[Instructions]
**a.** Using the blog post about the last days in Thailand, answer each question below on its own line, marked as shown.
(i) What color are the monks dressed in as they roam the streets?
(ii) What country will the writer fly to tomorrow night?
(iii) How many different types of yams do the old women grow?
**b.** Extend the blog post about the last days in Thailand, picking up right after its final sentence.

[Provided text]

Tuesday, January 13, 2009

Last Days in Thailand!

All is generally good with me. Wel actually its great! Aside from the past day in Bangkok life has continued to be filled with hope, a plethora of seeds, good challenges, and countless stories about seeds, peoples relation to their local crops, the change in agriculture, and the need for a rural system with community and local seeds at the core.
I am currently in Bangkook. This part of the city where all the guest houses are is like a crazy city of creepy old men with young thai women mixed with party girls and strange frat boys. Monks dressed in orange roam the streets and countless thai prostitutes yell “come here handsome man.” The first time I was flatered as I haven’t had much feminine contact in awhile. However, I soon realized this is their routine or it’s the only English they know. I am little shocked by all the sloppy drunk Americans wasting away their days drinking, getting tattoos, eating cheap food, and talking about the next rave party. I cant connect to them at all and haven’t spoke to anyone really since getting to Bangkok. Nonetheless, I am enjoying the solitude, warm shower, western food, coffee, and little comforts of city life.
Tomorrow night I fly to Ethiopia. I am very excited but also increasingly nervous. After hours of searching I found an Ethiopian guidebook yesterday. It gave me good info, but also scared me about how intense it will be. Im sure it will all be fine, just a challenging month.
The past week, since I left the Pun Pun farm and seed center where I was settled, has been amazing. I am so glad I went up to meet with Joko Seed center. I wish I could tell you all about their work. Seed Saving is the focus, but they use it as a focal point to start many school groups, train women with aids, provide healthcare and diet information, organize community forests, teach farmers plant breeding for their needs, how to make soaps, and so much more. For days I just kept finding out more and more programs they have. Once again I was amazed by how welcoming and kind people are to me when I simply say I am studying plant breeding. One of the staff met me at the bus station and organized every waking minute for me. I stayed in the village with their volunteers. It was great to be the only foreigner again and struggle with language, etc. I loved cooking with them, doing interviews, meeting farmers, exchanging stories with farmers, eating with old women who grow 37 different types of yams, and much more.

[Provided material]
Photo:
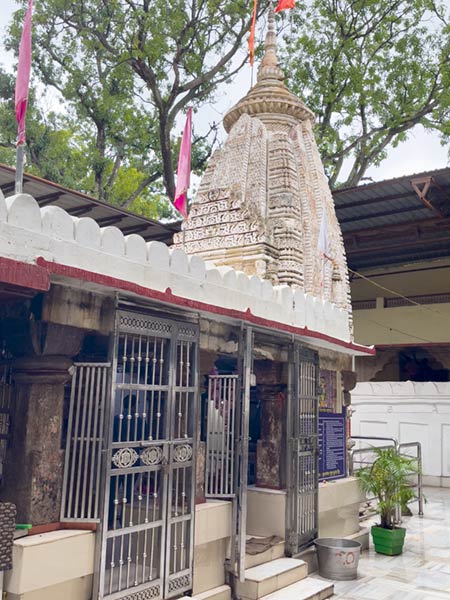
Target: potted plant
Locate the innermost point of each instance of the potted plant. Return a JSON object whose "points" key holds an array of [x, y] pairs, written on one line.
{"points": [[388, 479]]}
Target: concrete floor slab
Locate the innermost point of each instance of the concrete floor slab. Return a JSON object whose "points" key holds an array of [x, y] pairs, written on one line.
{"points": [[422, 572]]}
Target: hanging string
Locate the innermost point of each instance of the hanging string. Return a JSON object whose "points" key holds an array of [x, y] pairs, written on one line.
{"points": [[398, 294]]}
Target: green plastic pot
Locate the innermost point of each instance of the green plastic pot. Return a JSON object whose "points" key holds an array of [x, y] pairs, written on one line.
{"points": [[388, 541]]}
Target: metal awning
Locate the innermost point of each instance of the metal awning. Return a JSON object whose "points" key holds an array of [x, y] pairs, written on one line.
{"points": [[396, 221], [80, 205]]}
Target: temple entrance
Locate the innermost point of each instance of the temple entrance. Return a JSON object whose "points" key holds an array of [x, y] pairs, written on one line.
{"points": [[303, 451], [261, 437], [147, 532]]}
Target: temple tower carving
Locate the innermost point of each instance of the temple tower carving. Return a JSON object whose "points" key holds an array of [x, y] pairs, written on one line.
{"points": [[260, 203]]}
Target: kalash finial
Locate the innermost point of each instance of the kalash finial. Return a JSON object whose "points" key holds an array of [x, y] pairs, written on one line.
{"points": [[269, 68]]}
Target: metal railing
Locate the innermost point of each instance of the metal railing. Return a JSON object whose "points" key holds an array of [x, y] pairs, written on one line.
{"points": [[365, 452]]}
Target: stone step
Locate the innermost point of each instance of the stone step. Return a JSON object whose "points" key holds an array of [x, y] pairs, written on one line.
{"points": [[306, 589], [270, 577], [223, 592], [276, 551]]}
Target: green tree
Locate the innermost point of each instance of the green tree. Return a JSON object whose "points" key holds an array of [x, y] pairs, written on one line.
{"points": [[371, 70], [53, 150], [126, 70]]}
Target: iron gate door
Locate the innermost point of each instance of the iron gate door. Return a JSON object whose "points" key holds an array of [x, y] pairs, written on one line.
{"points": [[303, 450], [148, 525]]}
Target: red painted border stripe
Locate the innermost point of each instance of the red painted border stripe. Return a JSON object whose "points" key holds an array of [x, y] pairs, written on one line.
{"points": [[14, 272], [168, 297]]}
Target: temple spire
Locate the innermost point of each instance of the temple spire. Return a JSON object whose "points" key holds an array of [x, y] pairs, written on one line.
{"points": [[269, 68]]}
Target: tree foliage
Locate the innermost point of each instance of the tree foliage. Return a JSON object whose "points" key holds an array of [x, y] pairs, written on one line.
{"points": [[371, 70], [127, 70]]}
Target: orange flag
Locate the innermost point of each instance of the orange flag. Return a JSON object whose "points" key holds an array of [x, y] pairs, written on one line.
{"points": [[251, 39], [284, 4]]}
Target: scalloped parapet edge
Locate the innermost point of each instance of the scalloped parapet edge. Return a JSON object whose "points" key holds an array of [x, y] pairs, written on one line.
{"points": [[28, 232]]}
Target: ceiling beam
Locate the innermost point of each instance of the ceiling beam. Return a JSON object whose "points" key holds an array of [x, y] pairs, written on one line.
{"points": [[78, 211], [403, 246], [134, 228], [384, 213]]}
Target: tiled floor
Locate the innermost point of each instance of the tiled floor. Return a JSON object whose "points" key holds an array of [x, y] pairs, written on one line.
{"points": [[422, 572]]}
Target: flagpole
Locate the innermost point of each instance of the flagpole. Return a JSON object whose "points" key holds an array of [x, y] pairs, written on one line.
{"points": [[20, 153]]}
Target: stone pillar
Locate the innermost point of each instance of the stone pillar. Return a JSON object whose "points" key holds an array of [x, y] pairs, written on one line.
{"points": [[270, 447], [33, 470]]}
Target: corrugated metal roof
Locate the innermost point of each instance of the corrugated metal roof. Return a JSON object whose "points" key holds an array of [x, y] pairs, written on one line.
{"points": [[80, 205], [406, 219]]}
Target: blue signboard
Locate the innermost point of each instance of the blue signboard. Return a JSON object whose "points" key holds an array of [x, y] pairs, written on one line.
{"points": [[332, 445]]}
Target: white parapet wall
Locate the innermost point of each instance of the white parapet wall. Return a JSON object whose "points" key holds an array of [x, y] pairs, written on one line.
{"points": [[409, 412], [50, 236]]}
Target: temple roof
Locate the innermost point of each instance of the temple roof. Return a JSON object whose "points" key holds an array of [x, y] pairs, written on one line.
{"points": [[269, 97]]}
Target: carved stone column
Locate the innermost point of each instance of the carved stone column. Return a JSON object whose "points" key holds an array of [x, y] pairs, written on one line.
{"points": [[270, 450], [33, 471]]}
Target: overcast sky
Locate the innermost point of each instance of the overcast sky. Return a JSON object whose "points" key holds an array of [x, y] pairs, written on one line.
{"points": [[422, 151]]}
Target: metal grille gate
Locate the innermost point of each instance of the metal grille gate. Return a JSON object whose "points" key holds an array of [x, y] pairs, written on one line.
{"points": [[147, 545], [220, 436], [82, 493], [303, 451], [6, 399]]}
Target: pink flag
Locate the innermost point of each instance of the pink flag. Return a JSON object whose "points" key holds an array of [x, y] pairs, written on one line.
{"points": [[184, 167], [23, 75]]}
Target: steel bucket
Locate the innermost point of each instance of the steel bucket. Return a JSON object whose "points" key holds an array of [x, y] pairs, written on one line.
{"points": [[338, 558]]}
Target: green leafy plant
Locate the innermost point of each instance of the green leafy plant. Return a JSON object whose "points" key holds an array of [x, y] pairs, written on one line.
{"points": [[388, 479]]}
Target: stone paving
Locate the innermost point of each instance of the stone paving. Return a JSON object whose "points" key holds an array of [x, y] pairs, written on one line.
{"points": [[423, 570]]}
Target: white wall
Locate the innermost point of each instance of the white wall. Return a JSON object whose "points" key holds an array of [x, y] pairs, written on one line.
{"points": [[410, 412]]}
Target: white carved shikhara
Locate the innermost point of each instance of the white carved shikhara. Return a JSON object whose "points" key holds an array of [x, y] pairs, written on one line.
{"points": [[260, 203]]}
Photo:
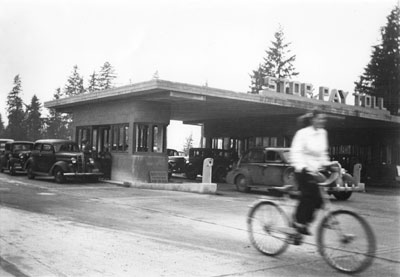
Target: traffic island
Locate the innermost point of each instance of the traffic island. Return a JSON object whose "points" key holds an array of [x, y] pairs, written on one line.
{"points": [[205, 188]]}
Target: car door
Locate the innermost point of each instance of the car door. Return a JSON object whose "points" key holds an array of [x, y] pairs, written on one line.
{"points": [[272, 173], [253, 162], [46, 157]]}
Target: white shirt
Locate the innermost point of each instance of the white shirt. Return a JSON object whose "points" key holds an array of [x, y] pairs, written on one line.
{"points": [[309, 149]]}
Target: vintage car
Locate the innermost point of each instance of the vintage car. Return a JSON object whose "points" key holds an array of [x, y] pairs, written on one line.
{"points": [[176, 161], [15, 155], [270, 167], [3, 144], [61, 159], [223, 161]]}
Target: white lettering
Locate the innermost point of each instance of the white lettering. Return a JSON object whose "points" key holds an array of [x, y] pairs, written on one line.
{"points": [[323, 92]]}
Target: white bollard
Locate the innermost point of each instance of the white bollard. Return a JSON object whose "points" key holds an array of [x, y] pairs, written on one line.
{"points": [[207, 170]]}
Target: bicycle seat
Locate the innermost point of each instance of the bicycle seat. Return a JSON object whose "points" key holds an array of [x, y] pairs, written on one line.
{"points": [[330, 180], [284, 189]]}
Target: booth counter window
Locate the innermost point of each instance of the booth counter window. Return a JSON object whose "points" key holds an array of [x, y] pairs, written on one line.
{"points": [[150, 137], [104, 138]]}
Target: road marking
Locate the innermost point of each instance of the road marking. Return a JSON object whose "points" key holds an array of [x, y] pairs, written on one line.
{"points": [[46, 193]]}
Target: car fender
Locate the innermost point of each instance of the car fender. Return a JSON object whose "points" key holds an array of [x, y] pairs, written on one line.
{"points": [[62, 164], [13, 161], [234, 173]]}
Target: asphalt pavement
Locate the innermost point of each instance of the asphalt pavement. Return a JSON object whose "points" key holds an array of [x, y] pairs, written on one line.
{"points": [[106, 230]]}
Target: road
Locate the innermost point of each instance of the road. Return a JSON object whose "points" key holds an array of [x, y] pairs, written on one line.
{"points": [[99, 229]]}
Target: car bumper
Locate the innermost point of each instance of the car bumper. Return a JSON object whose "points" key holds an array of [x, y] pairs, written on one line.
{"points": [[359, 187], [71, 174]]}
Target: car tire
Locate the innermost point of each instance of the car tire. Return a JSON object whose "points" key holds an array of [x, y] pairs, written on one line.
{"points": [[242, 184], [220, 175], [29, 172], [344, 195], [59, 176], [11, 169]]}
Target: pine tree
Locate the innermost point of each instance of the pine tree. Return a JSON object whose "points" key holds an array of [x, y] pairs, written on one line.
{"points": [[278, 63], [381, 76], [74, 84], [106, 76], [93, 82], [257, 80], [16, 114], [57, 123], [2, 128], [33, 121]]}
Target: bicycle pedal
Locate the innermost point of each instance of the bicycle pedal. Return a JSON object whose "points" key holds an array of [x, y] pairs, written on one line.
{"points": [[296, 239]]}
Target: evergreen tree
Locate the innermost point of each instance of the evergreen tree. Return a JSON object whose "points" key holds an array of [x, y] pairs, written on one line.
{"points": [[93, 82], [257, 80], [16, 114], [33, 121], [74, 84], [381, 77], [278, 63], [2, 128], [106, 76], [57, 123]]}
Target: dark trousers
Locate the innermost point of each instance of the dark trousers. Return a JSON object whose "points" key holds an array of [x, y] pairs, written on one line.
{"points": [[310, 198]]}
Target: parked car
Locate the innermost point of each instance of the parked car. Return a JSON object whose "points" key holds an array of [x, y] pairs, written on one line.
{"points": [[3, 144], [15, 155], [270, 167], [61, 159], [176, 161], [223, 162]]}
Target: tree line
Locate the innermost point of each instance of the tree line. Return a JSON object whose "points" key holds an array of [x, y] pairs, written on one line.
{"points": [[381, 77], [25, 121]]}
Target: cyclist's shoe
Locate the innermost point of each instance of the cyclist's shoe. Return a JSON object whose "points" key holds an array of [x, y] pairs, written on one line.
{"points": [[297, 239], [301, 228]]}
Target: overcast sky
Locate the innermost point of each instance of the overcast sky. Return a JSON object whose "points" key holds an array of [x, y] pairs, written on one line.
{"points": [[218, 42]]}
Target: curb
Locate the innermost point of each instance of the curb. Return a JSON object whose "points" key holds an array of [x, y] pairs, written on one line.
{"points": [[204, 188]]}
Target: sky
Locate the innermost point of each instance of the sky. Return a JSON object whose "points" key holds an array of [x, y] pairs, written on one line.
{"points": [[214, 42]]}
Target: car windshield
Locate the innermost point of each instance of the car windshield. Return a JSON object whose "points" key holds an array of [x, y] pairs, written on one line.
{"points": [[66, 147], [286, 155], [23, 147]]}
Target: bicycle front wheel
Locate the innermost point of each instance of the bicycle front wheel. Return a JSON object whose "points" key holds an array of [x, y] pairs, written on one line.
{"points": [[266, 223], [346, 241]]}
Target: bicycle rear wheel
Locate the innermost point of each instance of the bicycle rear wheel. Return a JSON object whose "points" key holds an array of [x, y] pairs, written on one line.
{"points": [[346, 241], [266, 222]]}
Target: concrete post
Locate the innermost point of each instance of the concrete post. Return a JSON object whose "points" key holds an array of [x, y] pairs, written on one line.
{"points": [[207, 170], [357, 176]]}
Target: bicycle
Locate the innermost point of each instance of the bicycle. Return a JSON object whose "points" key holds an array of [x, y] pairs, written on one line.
{"points": [[344, 239]]}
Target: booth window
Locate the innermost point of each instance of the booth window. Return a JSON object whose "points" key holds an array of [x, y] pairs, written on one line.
{"points": [[150, 137], [119, 138]]}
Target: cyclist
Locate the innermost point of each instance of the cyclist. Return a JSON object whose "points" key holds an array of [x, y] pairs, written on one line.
{"points": [[308, 155]]}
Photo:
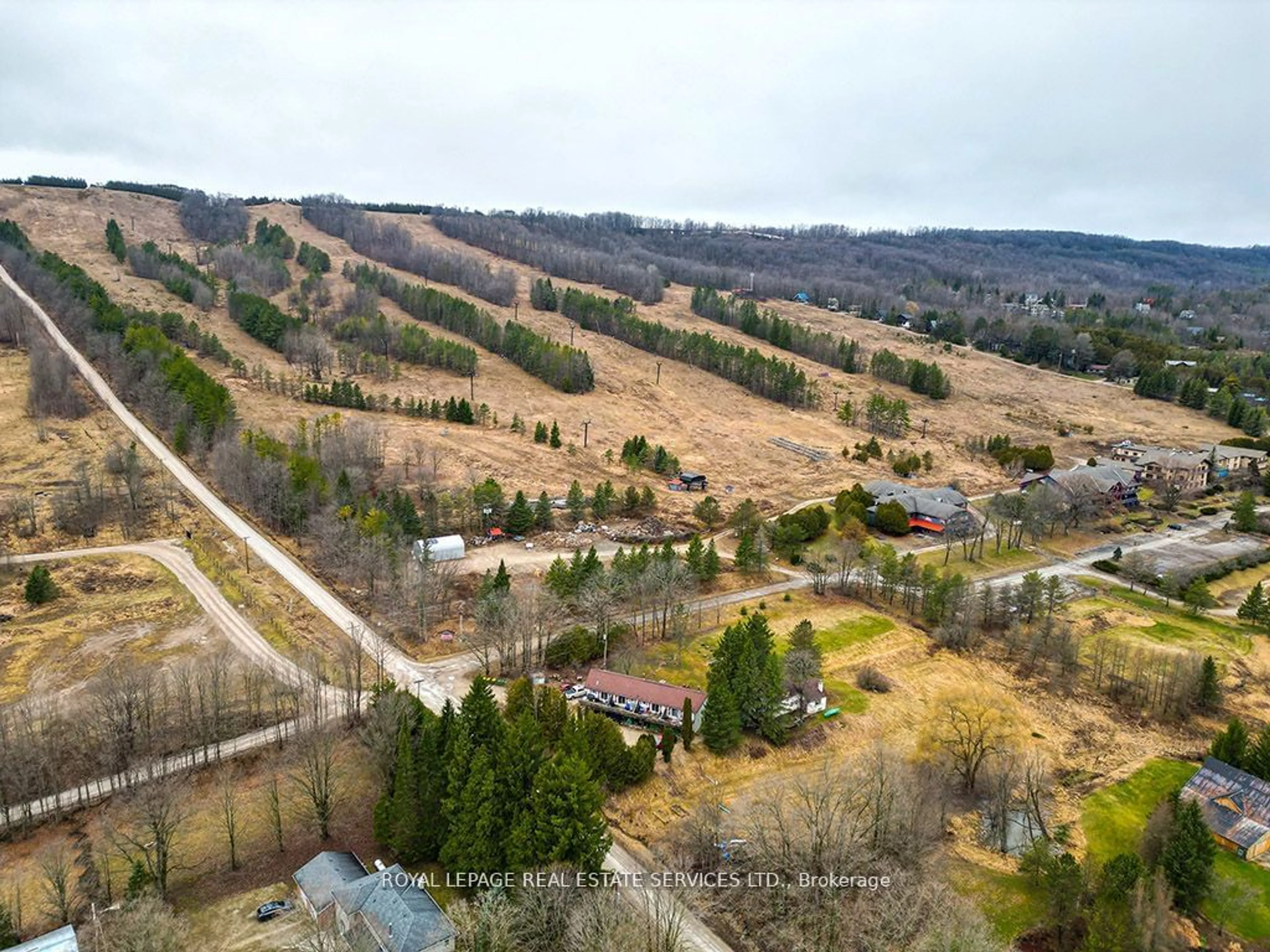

[Answers by item]
**a.**
(i) Orange
(ii) Ethiopia
(iii) 37

**b.**
Pang was a great translator and they invited me to come along to a large festival they were having to celebrate rice diversity and the end of the season for their “farmer field school” It was a fun road trip there in the back of a pick up and a truly amazing festival. Anyway, theres so much more I could say. I loved seeing how passionate the farmers were about their rice and to see all the culture around rice diversity. One farmer who taught himself rice breeding and created a new strain good for their region is like a rockstar here. Everyone was talking about his variety and he strolled around handing out seeds and accepting change. He told me he did this because seeds are power. If that power is taked away the villagers will lose out to companies and no longer live the way they want. Through a translator he passionately explained why seed saving is important and all the benefits of old varieties (diease resistant, adapt to weather, always produce, stronger, good long straw for animals and houses, etc). However, I think part of the reason why he grows so many varieties and work constrantly breeding new local varieties in his field is because he loves being a rockstar. His variety helps people and gains him fame.
At the festival I learned so much about how Thais relate to rice. There are atleast three holidays a year here that are centered around rice. The whole village celebrates together and many songs are sung and specific patterns (related to the moon) are often followed. The ceremonies are beautiful and create a real community as one must wait for the last person to plant the rice or harvest the rice before the ceremonies begin. Special black rice or certain varieties are grown for these specific festivals. Aslo, specific rice varieties are grown for local rice whisky, baby food, wet conditionds, dry conditions, sticky rice, not sticky rice, and much more. The dancing was great at the festival. So many different groups performed as others tasted rice, cooked, or traded seeds.
Lastly, I even was asked to speak to the crowd of like 150 thai farmers(through my translator). The farmers loved it and I was given some gifts in exchange! It felt awesome to speak to them and relate to these farmers after they taught me so much., I spoke about seed saving, agriculture in America, and why Im here. After only a week, it was still a sad goodbye to the Joko crew and I spent much of the bus ride readings over notes I had scribbled about rice breeding, growing mushrooms with aids patients, making local pesticides and fertilizers with leaf mold form the forest, breeding rice, growing seeds for companies, yam diversity, and so much more. Joko and all the associated young men, old women, sticky rice, yam candies, and rice dancing has restored my hope and showed me again why I am on this unbelievable journey.

Now I am writing, drinking a beer and preparing to go to Ethiopia tomorow!!
I am currently posting photos to flickr and my blog. Also, subscribe to my blog if you want, so you will know when I post.

Lets keep in touch!!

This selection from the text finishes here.